(位置识别数据)
##########

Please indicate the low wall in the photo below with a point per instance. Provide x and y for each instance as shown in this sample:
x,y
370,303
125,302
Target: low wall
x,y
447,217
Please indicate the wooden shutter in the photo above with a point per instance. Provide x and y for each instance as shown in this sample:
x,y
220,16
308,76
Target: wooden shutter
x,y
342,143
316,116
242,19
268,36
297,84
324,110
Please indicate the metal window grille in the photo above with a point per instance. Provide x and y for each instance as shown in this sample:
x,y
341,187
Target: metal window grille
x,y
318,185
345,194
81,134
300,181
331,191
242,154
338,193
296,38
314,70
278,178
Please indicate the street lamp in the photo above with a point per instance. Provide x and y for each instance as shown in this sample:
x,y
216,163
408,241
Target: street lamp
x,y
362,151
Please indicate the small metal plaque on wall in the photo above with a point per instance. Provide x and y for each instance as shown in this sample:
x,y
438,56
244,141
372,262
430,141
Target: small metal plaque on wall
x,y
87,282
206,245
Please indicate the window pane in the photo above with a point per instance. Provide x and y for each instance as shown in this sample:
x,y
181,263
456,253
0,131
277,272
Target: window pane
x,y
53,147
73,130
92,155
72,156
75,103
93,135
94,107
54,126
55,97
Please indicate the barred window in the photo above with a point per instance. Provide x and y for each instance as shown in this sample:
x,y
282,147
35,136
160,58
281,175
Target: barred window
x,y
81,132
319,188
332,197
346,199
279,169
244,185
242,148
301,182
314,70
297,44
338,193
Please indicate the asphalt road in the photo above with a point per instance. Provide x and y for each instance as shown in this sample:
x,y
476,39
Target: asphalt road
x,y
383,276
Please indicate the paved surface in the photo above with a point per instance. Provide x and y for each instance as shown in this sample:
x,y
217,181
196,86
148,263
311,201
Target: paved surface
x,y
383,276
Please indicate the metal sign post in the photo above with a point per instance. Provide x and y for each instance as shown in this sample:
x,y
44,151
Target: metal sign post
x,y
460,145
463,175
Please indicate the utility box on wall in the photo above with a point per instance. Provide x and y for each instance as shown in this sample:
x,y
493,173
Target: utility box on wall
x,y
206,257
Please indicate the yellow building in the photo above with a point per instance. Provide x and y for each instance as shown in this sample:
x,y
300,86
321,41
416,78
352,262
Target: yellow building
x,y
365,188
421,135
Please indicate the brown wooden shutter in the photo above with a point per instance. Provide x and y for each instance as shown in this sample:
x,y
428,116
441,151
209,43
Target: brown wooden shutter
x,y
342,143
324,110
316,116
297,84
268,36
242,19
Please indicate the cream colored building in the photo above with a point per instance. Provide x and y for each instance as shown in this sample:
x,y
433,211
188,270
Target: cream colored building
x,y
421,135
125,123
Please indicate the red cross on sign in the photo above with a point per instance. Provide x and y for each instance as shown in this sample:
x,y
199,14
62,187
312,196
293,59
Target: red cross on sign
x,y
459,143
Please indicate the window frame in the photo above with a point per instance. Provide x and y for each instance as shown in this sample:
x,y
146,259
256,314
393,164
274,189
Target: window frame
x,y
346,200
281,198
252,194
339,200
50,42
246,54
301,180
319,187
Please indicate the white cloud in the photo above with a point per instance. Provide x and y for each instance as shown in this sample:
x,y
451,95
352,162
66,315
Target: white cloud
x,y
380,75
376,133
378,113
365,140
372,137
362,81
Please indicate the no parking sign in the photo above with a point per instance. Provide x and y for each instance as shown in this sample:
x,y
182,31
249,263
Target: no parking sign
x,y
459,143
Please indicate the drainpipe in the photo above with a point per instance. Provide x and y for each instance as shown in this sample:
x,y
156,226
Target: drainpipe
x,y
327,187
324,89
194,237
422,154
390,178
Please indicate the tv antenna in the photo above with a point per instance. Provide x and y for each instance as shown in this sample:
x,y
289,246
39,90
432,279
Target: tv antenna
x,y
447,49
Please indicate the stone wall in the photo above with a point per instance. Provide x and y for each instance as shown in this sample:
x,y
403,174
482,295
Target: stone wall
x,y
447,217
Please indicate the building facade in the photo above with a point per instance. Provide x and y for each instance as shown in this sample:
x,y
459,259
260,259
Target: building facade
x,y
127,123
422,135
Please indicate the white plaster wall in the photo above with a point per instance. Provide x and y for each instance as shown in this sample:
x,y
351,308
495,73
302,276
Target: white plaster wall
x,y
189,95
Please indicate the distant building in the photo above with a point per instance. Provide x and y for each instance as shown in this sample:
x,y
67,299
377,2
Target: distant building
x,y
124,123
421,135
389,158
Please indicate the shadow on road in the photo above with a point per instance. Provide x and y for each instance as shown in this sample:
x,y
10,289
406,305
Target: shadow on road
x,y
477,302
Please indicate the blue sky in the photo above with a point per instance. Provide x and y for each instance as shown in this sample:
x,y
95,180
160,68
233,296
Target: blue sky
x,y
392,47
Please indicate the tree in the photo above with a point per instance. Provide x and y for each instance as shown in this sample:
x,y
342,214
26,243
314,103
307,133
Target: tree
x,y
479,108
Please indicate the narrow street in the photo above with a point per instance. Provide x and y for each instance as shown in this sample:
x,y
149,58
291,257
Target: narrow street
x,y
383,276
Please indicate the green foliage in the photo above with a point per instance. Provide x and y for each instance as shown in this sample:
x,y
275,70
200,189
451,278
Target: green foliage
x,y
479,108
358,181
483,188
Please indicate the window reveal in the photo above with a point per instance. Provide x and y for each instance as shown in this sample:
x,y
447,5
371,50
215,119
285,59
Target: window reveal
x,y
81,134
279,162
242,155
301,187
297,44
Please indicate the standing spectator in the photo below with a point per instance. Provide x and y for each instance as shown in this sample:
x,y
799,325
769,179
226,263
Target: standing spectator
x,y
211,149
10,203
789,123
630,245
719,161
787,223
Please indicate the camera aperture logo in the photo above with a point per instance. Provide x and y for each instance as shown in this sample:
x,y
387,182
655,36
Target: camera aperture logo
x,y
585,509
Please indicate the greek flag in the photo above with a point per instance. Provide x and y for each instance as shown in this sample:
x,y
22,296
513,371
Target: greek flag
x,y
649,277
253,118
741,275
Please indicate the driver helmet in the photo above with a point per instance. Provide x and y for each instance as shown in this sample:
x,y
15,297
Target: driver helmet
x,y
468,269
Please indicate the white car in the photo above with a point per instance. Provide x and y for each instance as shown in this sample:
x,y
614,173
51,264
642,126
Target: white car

##########

• _任务要求_
请从包含“Please indicate the white car”的那一行起，一直到数据末尾，把这些行重新写出（首尾两行都包括在内）。写出时将其中的“white car”替换为“blue car”，其余内容保持不变。

• _例题解答_
Please indicate the blue car in the photo above with a point per instance. Provide x and y for each instance as shown in this sample:
x,y
614,173
51,264
642,126
Target: blue car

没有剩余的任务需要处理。